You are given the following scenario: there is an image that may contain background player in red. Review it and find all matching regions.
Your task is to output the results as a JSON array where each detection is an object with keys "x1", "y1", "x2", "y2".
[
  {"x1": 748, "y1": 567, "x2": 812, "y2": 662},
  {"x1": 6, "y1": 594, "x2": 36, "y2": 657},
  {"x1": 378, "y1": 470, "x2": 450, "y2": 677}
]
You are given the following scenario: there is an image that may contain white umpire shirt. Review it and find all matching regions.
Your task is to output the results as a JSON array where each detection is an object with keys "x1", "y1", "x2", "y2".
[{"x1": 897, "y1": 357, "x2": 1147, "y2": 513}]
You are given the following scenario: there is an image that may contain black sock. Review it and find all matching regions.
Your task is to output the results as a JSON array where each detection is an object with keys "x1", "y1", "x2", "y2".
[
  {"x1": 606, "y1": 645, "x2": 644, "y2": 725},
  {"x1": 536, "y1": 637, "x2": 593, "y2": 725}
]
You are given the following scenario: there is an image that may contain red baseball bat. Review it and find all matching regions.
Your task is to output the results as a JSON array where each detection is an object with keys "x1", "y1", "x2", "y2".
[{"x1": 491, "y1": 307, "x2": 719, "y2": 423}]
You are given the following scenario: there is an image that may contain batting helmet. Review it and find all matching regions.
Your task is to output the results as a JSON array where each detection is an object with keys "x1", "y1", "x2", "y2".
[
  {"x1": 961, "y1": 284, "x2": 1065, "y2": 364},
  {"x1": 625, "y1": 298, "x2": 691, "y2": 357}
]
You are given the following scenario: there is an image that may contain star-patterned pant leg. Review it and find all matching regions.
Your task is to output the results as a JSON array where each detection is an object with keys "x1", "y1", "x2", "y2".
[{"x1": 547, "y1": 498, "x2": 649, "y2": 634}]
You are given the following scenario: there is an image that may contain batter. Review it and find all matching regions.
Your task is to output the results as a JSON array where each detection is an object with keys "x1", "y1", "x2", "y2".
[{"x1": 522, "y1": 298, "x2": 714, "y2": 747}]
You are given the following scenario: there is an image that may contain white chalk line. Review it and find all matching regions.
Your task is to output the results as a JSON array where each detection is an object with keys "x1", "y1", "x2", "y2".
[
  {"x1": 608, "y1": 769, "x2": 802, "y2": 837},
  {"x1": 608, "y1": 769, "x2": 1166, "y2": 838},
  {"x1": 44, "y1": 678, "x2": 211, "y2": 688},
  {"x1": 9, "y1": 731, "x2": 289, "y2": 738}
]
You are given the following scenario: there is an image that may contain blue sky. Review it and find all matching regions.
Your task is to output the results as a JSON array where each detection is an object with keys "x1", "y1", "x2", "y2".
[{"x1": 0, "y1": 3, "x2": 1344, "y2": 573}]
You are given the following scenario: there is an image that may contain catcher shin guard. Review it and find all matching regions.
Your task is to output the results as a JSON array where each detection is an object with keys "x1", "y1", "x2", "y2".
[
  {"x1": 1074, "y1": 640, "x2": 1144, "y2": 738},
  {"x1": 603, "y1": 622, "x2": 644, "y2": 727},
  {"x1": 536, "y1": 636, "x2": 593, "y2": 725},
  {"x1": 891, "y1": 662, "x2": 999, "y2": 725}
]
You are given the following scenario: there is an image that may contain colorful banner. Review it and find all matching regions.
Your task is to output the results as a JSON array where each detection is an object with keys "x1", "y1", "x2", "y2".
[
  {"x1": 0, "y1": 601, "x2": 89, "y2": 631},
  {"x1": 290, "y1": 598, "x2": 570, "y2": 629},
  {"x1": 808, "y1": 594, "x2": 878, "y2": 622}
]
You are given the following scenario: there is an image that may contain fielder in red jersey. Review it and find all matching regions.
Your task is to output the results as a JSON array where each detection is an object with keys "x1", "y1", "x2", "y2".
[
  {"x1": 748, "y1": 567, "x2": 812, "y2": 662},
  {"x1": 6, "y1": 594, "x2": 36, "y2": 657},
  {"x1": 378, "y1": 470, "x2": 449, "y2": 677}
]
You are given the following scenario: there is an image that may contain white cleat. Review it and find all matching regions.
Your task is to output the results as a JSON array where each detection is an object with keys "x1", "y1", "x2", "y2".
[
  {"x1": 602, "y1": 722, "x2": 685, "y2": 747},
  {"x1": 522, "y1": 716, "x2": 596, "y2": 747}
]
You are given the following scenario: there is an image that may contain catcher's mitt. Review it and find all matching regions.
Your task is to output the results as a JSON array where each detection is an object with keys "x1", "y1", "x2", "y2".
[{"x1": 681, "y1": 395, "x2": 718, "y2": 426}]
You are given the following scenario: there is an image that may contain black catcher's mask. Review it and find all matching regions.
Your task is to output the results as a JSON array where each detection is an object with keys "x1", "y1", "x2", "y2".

EXERCISE: Reproduce all of the material above word for word, from the first line to the last.

OUTPUT FOR THIS EXERCISE:
You are given the following scenario: there is an image that may contain background player in red. Review it and find all matching regions.
Your task is to output the results as a JSON array where each detection is an object with keys "x1", "y1", "x2", "y2".
[
  {"x1": 748, "y1": 567, "x2": 812, "y2": 662},
  {"x1": 6, "y1": 594, "x2": 36, "y2": 657},
  {"x1": 378, "y1": 470, "x2": 450, "y2": 677}
]
You are given the following scenario: there is an image that may contain white umpire shirt. Review it and find all matching regions.
Your task is to output the results as a JSON array where each detection is an object with keys "x1", "y1", "x2", "y2".
[{"x1": 897, "y1": 357, "x2": 1147, "y2": 513}]
You are given the following scenario: there is an image that may contain black sock. Review it and find all matching regions.
Your task is to output the results as a JSON array where each detection is an object with keys "x1", "y1", "x2", "y2".
[
  {"x1": 606, "y1": 645, "x2": 644, "y2": 725},
  {"x1": 536, "y1": 637, "x2": 593, "y2": 725}
]
You are given the following scenario: there is an image that may contain red baseball bat. Review it and find all matching regions.
Your task is to output the results as a JSON array where each detection is an object with keys "x1", "y1", "x2", "y2".
[{"x1": 491, "y1": 307, "x2": 719, "y2": 423}]
You are given the following scenario: there is an image that may contain batting helmet. Review it and find all matching regions.
Your task is to output the results as a JSON array where each detection is an object with keys "x1", "y1", "x2", "y2".
[
  {"x1": 961, "y1": 284, "x2": 1065, "y2": 364},
  {"x1": 625, "y1": 298, "x2": 691, "y2": 357}
]
You are given the following scenario: there is an image that may contain star-patterned pant leg. Review it and find all matching regions.
Your task is to output the results as a JSON array where each detection is an object with keys "x1", "y1", "x2", "y2".
[{"x1": 547, "y1": 498, "x2": 649, "y2": 634}]
You are given the following scenario: there is an image that may contain batter. Review it and find all matching regions.
Your task is to output the results as a JSON array where each detection is an object with keys "x1", "y1", "x2", "y2".
[{"x1": 522, "y1": 298, "x2": 714, "y2": 747}]
You are given the following scenario: there is an image that may contain white chalk line. Review it and find all matching regions.
Your task is to output the results as a JSON array where each detection is an object with keys "x1", "y1", "x2", "y2".
[
  {"x1": 608, "y1": 769, "x2": 802, "y2": 837},
  {"x1": 608, "y1": 769, "x2": 1166, "y2": 838},
  {"x1": 44, "y1": 678, "x2": 211, "y2": 688},
  {"x1": 9, "y1": 731, "x2": 289, "y2": 738}
]
You are given the following scenario: there is an image that may contain blue sky. Review it and find all matching regions.
Your task is to output the results as a JSON array where each detection is an object with keys "x1", "y1", "x2", "y2".
[{"x1": 0, "y1": 3, "x2": 1344, "y2": 573}]
You are given the following scenario: there is an image that may contain catcher shin guard. Review it and find all matching regions.
Your task is to output the results as a JSON array where each detection is an object with keys "x1", "y1", "x2", "y2".
[
  {"x1": 1074, "y1": 640, "x2": 1144, "y2": 738},
  {"x1": 603, "y1": 622, "x2": 644, "y2": 727},
  {"x1": 536, "y1": 636, "x2": 593, "y2": 725},
  {"x1": 891, "y1": 662, "x2": 999, "y2": 725}
]
You are given the following scenario: there is an image that may contain colorful banner. Review it and find all matching regions.
Your task is to output the results as a JSON array where each detection is an object with keys "x1", "y1", "x2", "y2".
[
  {"x1": 0, "y1": 601, "x2": 89, "y2": 631},
  {"x1": 290, "y1": 598, "x2": 570, "y2": 629},
  {"x1": 808, "y1": 594, "x2": 878, "y2": 622}
]
You are given the following scenario: there is an image that may contain fielder in red jersey. Review it and find all matching regions.
Your task is to output the results as a JSON array where each detection is an object with keys "x1", "y1", "x2", "y2".
[
  {"x1": 748, "y1": 567, "x2": 812, "y2": 662},
  {"x1": 6, "y1": 594, "x2": 36, "y2": 657},
  {"x1": 378, "y1": 470, "x2": 449, "y2": 677}
]
You are given the following scenario: there is an image that may contain white cleat. Review it and find all matching regions.
Your task is to output the results as a JSON array where each detection is an object with keys "x1", "y1", "x2", "y2".
[
  {"x1": 602, "y1": 722, "x2": 685, "y2": 747},
  {"x1": 522, "y1": 716, "x2": 596, "y2": 747}
]
You are given the following scenario: there is an image that may contain catcher's mitt. Review it and find all matching regions.
Your task is to output the results as a JSON array where each detection is an object with keys "x1", "y1", "x2", "y2".
[{"x1": 681, "y1": 395, "x2": 718, "y2": 426}]
You are given the following scenario: there is an image that may contain black catcher's mask. Review it and find all matching regions.
Your task is to output the results as a JSON array where each detection is an object with keys "x1", "y1", "x2", "y2".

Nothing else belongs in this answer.